WRITTEN EXERCISE >>
Set out the material below as a JSON list of strings, with one string for each line and any blank lines omitted.
-- Start of TASK INPUT --
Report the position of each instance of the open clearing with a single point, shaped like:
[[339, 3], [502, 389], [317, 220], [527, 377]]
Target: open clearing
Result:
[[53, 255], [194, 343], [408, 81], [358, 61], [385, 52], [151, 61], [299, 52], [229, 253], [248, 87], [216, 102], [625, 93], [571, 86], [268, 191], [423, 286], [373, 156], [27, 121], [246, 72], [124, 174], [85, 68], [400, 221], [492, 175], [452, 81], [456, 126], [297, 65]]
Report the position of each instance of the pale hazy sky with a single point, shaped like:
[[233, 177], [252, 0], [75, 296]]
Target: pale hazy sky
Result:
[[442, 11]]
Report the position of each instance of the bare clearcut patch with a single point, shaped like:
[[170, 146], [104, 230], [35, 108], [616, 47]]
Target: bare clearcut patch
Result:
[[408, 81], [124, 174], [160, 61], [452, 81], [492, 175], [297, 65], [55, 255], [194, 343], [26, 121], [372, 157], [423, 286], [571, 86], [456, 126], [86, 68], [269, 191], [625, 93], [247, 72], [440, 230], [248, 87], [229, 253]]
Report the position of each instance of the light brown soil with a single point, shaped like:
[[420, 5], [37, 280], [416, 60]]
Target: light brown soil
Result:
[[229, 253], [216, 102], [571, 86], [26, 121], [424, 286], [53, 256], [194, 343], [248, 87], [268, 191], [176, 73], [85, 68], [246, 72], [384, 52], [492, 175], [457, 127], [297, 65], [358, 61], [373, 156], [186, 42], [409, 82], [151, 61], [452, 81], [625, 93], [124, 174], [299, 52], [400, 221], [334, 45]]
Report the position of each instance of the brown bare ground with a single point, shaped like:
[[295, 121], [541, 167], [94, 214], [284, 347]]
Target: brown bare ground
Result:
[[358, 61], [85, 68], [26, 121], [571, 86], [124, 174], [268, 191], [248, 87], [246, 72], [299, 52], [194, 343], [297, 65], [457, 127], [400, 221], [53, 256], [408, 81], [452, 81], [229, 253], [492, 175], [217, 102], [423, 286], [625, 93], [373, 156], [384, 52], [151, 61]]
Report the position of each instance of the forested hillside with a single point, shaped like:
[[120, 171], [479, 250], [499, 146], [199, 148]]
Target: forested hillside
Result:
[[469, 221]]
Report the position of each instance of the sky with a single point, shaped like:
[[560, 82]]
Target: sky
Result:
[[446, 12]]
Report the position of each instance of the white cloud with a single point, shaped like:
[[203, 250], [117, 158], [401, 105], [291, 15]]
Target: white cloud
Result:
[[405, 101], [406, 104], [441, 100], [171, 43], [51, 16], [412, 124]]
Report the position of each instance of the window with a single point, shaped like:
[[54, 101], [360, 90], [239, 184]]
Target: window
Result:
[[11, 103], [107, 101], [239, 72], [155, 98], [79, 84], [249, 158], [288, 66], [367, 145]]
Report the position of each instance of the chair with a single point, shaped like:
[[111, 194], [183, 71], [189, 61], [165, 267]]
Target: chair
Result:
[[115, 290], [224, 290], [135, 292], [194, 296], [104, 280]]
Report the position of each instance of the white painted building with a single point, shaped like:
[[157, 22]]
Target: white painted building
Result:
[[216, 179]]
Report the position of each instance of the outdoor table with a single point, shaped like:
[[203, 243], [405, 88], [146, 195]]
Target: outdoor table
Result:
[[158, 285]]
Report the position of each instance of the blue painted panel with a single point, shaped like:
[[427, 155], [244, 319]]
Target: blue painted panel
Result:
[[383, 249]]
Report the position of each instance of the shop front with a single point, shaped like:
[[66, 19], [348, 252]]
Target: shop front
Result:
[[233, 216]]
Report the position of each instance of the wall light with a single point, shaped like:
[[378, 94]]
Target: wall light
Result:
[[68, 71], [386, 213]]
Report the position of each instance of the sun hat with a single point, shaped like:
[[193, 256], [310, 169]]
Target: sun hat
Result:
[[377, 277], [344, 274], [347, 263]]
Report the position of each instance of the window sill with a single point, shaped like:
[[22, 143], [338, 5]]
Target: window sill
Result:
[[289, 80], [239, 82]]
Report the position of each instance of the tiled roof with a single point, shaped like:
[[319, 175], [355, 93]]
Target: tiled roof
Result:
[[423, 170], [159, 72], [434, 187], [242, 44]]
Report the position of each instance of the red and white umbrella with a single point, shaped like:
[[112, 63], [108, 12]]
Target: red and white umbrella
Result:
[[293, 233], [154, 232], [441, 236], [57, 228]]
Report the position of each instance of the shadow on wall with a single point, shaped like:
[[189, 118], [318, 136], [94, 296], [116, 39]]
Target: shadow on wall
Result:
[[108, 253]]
-- End of TASK INPUT --
EXERCISE ANSWER >>
[
  "Report the position of each instance of the open clearing with a single point, shaped like:",
  "[[339, 3], [502, 389], [317, 220], [527, 377]]",
  "Target: open clearing",
  "Result:",
  "[[53, 255], [194, 343], [408, 81], [358, 61], [385, 52], [151, 61], [299, 52], [229, 253], [248, 87], [216, 102], [625, 93], [571, 86], [268, 191], [423, 286], [373, 156], [27, 121], [246, 72], [124, 174], [85, 68], [400, 221], [492, 175], [452, 81], [456, 126], [297, 65]]",
  "Report the position of each instance of the pale hazy sky with a single point, shaped like:",
  "[[233, 177], [252, 0], [75, 296]]",
  "Target: pale hazy sky",
  "Result:",
  "[[442, 11]]",
  "Report the position of each instance of the bare clearcut patch with a single point, shaped like:",
  "[[170, 146], [104, 230], [35, 108], [616, 47]]",
  "Target: bare clearcut patch",
  "Result:",
  "[[408, 81], [124, 174], [160, 61], [452, 81], [492, 175], [297, 65], [55, 255], [194, 343], [26, 121], [372, 157], [423, 286], [571, 86], [456, 126], [86, 68], [269, 191], [625, 93], [247, 72], [440, 230], [248, 87], [229, 253]]",
  "Report the position of each instance of the light brown soil with a single point, shaped like:",
  "[[420, 5], [37, 280], [416, 60]]",
  "Target: light brown soil",
  "Result:",
  "[[229, 253], [216, 102], [571, 86], [26, 121], [424, 286], [53, 256], [194, 343], [248, 87], [268, 191], [176, 73], [85, 68], [246, 72], [384, 52], [492, 175], [457, 127], [297, 65], [358, 61], [373, 156], [186, 42], [409, 82], [151, 61], [452, 81], [625, 93], [124, 174], [299, 52], [400, 221], [334, 45]]",
  "Report the position of each instance of the brown bare ground with a single point, shaped like:",
  "[[295, 121], [541, 167], [94, 214], [284, 347]]",
  "Target: brown bare ground",
  "Result:",
  "[[358, 61], [85, 68], [26, 121], [571, 86], [124, 174], [268, 191], [248, 87], [246, 72], [299, 52], [194, 343], [297, 65], [457, 127], [400, 221], [53, 256], [408, 81], [452, 81], [229, 253], [492, 175], [217, 102], [423, 286], [625, 93], [373, 156], [384, 52], [151, 61]]",
  "Report the position of each instance of the forested hillside with a single point, shaped like:",
  "[[120, 171], [479, 250], [499, 146], [199, 148]]",
  "Target: forested hillside",
  "Result:",
  "[[469, 221]]",
  "Report the position of each instance of the sky with a single point, shaped like:",
  "[[560, 82]]",
  "Target: sky",
  "Result:",
  "[[446, 12]]",
  "Report the position of each instance of the white cloud with a single point, shaped like:",
  "[[203, 250], [117, 158], [401, 105], [291, 15]]",
  "Target: white cloud",
  "Result:",
  "[[405, 101], [406, 104], [441, 100], [171, 43], [51, 16], [412, 124]]",
  "Report the position of each instance of the window with a single point, shaped like:",
  "[[54, 101], [360, 90], [239, 184]]",
  "Target: window",
  "Result:",
  "[[11, 103], [107, 101], [239, 72], [155, 98], [79, 84], [249, 158], [288, 66], [367, 145]]",
  "Report the position of each instance of the chair with a single point, shaped like:",
  "[[111, 194], [183, 71], [189, 61], [165, 267]]",
  "Target: chair",
  "Result:",
  "[[115, 290], [224, 290], [135, 292], [194, 296], [104, 280]]",
  "Report the position of each instance of the white painted building with a single point, shaped like:",
  "[[157, 22]]",
  "Target: white painted building",
  "Result:",
  "[[216, 179]]",
  "Report the position of each instance of the outdoor table with a single point, shaped like:",
  "[[203, 243], [405, 88], [146, 195]]",
  "Target: outdoor table",
  "Result:",
  "[[158, 285]]",
  "Report the position of each instance of the blue painted panel with a single point, shaped like:",
  "[[427, 155], [244, 319]]",
  "Target: blue painted panel",
  "Result:",
  "[[383, 249]]",
  "Report the position of each instance of the shop front with a single point, shaped like:",
  "[[66, 19], [348, 252]]",
  "Target: shop front",
  "Result:",
  "[[233, 216]]",
  "Report the position of each instance of the wall light with a single point, shaped like:",
  "[[378, 94]]",
  "Target: wall light",
  "Result:",
  "[[68, 71], [386, 213]]",
  "Report the position of each instance of the sun hat with a single point, shaped like:",
  "[[193, 256], [310, 169]]",
  "Target: sun hat",
  "Result:",
  "[[377, 277], [344, 274], [347, 263]]",
  "Report the position of each instance of the window sill with a single point, shaped like:",
  "[[22, 143], [338, 5]]",
  "Target: window sill",
  "Result:",
  "[[289, 80], [239, 82]]",
  "Report the position of each instance of the tiled roof with a single point, shaped like:",
  "[[319, 175], [355, 93]]",
  "Target: tiled roof",
  "Result:",
  "[[423, 170], [159, 72], [434, 187], [242, 44]]",
  "Report the position of each instance of the red and white umbrella with a single point, shaped like:",
  "[[112, 63], [108, 12]]",
  "Target: red and white umbrella",
  "Result:",
  "[[293, 233], [154, 232], [441, 236], [57, 228]]",
  "Report the position of each instance of the shadow on wall with a single point, shaped like:",
  "[[189, 118], [318, 136], [94, 296], [116, 39]]",
  "Target: shadow on wall",
  "Result:",
  "[[108, 253]]"
]